▸ Goal of the exercise:
Gather each line in the entries that includes the string "every".

[Data extracts — start]

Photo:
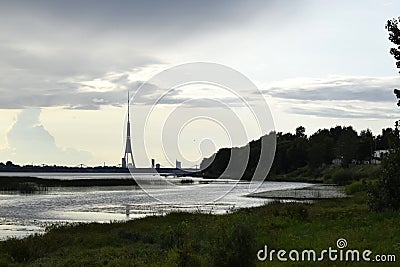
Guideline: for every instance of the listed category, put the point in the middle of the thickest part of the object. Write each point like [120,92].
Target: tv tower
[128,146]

[Data extracts — finish]
[Data extracts — start]

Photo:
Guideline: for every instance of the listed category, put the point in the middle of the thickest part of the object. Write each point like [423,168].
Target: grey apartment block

[Data extracts — finish]

▸ Result for this task:
Guideline: for every instance of the listed category, put the point in the middle of the thickest part of the object. Write each point like [120,92].
Guideline: for every instance of the listed category, put the point in the middle of the thickest part of the object. Write each point like [423,168].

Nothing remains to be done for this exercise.